▶ **Work required**
Output every line of the data exactly as it appears.

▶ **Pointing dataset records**
--------------------------------------------------

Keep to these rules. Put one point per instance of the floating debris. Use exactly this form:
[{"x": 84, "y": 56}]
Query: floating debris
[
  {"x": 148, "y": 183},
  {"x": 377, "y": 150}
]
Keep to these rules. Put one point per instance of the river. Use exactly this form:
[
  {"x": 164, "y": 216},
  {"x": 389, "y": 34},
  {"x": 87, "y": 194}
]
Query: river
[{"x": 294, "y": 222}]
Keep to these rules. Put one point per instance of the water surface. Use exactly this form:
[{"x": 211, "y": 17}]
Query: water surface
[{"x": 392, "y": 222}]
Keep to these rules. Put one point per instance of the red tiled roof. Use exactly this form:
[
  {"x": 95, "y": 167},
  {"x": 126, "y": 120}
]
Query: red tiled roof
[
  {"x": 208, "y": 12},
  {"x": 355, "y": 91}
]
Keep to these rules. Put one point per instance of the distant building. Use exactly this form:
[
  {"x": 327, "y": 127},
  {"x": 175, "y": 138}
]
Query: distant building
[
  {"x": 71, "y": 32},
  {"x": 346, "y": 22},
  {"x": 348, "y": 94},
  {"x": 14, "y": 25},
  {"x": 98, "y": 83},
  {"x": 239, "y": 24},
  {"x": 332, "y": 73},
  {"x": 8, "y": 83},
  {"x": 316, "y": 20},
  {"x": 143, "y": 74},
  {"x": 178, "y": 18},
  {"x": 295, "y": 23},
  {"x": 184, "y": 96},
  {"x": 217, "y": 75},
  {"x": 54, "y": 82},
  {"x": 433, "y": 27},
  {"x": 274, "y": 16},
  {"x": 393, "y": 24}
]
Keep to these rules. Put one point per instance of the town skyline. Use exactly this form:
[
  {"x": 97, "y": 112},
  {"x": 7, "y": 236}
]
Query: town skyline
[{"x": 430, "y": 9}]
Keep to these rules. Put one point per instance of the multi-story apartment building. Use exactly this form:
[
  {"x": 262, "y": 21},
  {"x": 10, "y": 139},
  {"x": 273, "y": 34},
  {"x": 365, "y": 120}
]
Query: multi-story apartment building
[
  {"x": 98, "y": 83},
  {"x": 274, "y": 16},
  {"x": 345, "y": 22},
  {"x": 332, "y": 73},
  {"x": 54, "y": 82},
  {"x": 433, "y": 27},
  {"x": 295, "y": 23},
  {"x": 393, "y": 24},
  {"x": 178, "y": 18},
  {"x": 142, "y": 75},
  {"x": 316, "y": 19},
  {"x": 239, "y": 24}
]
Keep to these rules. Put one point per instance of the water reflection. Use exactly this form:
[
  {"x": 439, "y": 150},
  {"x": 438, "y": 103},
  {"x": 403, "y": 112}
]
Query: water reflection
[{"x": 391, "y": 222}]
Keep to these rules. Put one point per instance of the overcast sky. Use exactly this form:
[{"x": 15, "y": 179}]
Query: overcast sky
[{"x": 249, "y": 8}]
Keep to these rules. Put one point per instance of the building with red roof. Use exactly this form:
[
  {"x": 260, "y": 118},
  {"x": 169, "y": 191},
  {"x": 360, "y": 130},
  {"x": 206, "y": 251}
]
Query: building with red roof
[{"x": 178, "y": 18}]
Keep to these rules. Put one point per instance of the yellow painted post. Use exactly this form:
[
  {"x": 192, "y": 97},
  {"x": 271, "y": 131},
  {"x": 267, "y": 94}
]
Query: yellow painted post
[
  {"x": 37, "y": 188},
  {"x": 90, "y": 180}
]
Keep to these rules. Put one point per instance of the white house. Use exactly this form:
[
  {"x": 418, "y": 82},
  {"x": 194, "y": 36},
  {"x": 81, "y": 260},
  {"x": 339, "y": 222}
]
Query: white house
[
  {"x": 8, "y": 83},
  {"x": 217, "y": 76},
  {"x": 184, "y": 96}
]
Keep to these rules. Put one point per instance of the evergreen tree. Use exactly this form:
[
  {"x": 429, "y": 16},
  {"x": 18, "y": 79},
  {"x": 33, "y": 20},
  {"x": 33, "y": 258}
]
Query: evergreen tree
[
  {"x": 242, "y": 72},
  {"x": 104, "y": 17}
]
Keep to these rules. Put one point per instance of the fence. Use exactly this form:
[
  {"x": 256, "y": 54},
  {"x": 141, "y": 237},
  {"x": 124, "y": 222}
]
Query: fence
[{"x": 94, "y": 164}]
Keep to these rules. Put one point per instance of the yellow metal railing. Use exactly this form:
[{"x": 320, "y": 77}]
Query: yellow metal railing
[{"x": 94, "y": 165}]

--------------------------------------------------

▶ **Reply to the task**
Keep to these rules. Put one point per instance of the floating debris. Use exactly this form:
[{"x": 84, "y": 56}]
Query: floating debris
[
  {"x": 148, "y": 183},
  {"x": 377, "y": 150}
]
Keep to these rules. Put one point per instance of the river. Use exactly this form:
[
  {"x": 164, "y": 216},
  {"x": 389, "y": 34},
  {"x": 87, "y": 194}
]
Query: river
[{"x": 294, "y": 222}]
Keep to these rules. Put one point per instance of the water surface. Use exactly this form:
[{"x": 211, "y": 17}]
Query: water surface
[{"x": 392, "y": 222}]
Keep to these rules. Put one point per instance of the red tiled roof. Use exactly this form:
[
  {"x": 95, "y": 167},
  {"x": 126, "y": 120}
]
Query: red tiled roof
[
  {"x": 208, "y": 12},
  {"x": 355, "y": 91}
]
Keep to these rules. Put one point per instance of the distant building. Use exactly this form:
[
  {"x": 327, "y": 127},
  {"x": 175, "y": 138}
]
Query: distant building
[
  {"x": 71, "y": 32},
  {"x": 346, "y": 22},
  {"x": 348, "y": 94},
  {"x": 14, "y": 25},
  {"x": 98, "y": 83},
  {"x": 239, "y": 24},
  {"x": 332, "y": 73},
  {"x": 8, "y": 83},
  {"x": 316, "y": 20},
  {"x": 143, "y": 74},
  {"x": 178, "y": 18},
  {"x": 295, "y": 23},
  {"x": 184, "y": 96},
  {"x": 217, "y": 75},
  {"x": 54, "y": 82},
  {"x": 433, "y": 27},
  {"x": 274, "y": 16},
  {"x": 393, "y": 24}
]
Keep to these rules. Put one point per instance of the town skyline. Use exactly this form:
[
  {"x": 97, "y": 112},
  {"x": 7, "y": 236}
]
Query: town skyline
[{"x": 430, "y": 9}]
Keep to these rules. Put one point per instance of the multi-story apartment building. Use exactly this form:
[
  {"x": 262, "y": 21},
  {"x": 10, "y": 139},
  {"x": 273, "y": 34},
  {"x": 365, "y": 120}
]
Query: multi-story apartment building
[
  {"x": 98, "y": 83},
  {"x": 274, "y": 16},
  {"x": 345, "y": 22},
  {"x": 332, "y": 73},
  {"x": 54, "y": 82},
  {"x": 433, "y": 27},
  {"x": 295, "y": 23},
  {"x": 393, "y": 24},
  {"x": 178, "y": 18},
  {"x": 142, "y": 75},
  {"x": 316, "y": 19},
  {"x": 239, "y": 24}
]
Keep to these rules. Put one point per instance of the water reflection. Use exactly this form:
[
  {"x": 439, "y": 150},
  {"x": 438, "y": 103},
  {"x": 403, "y": 112}
]
Query: water reflection
[{"x": 391, "y": 222}]
Keep to these rules. Put one point per instance of the overcast sky. Use exactly this form:
[{"x": 15, "y": 179}]
Query: overcast sky
[{"x": 249, "y": 8}]
Keep to these rules. Put one point per instance of the building with red roof. Use exactly this form:
[
  {"x": 260, "y": 118},
  {"x": 169, "y": 191},
  {"x": 360, "y": 130},
  {"x": 206, "y": 251}
]
Query: building with red roof
[{"x": 178, "y": 18}]
Keep to these rules. Put one point per instance of the yellow painted post. Use exactly this form:
[
  {"x": 192, "y": 97},
  {"x": 271, "y": 131},
  {"x": 267, "y": 94}
]
Query: yellow painted post
[
  {"x": 37, "y": 188},
  {"x": 90, "y": 180}
]
Keep to these rules. Put one point per instance of the white house. Use exactly this form:
[
  {"x": 418, "y": 82},
  {"x": 194, "y": 36},
  {"x": 81, "y": 260},
  {"x": 339, "y": 222}
]
Query: white house
[
  {"x": 8, "y": 83},
  {"x": 217, "y": 76},
  {"x": 184, "y": 96}
]
Keep to these rules. Put one point per instance of the evergreen tree. Use exactly this form:
[
  {"x": 429, "y": 16},
  {"x": 18, "y": 79},
  {"x": 33, "y": 20},
  {"x": 33, "y": 258}
]
Query: evergreen tree
[
  {"x": 242, "y": 72},
  {"x": 104, "y": 17}
]
Keep to these rules. Put one point per instance of the fence. Use exactly this form:
[
  {"x": 256, "y": 54},
  {"x": 141, "y": 237},
  {"x": 124, "y": 222}
]
Query: fence
[{"x": 94, "y": 164}]
Keep to these rules. Put one point per instance of the yellow metal railing. Use exactly this form:
[{"x": 320, "y": 77}]
Query: yellow metal railing
[{"x": 94, "y": 165}]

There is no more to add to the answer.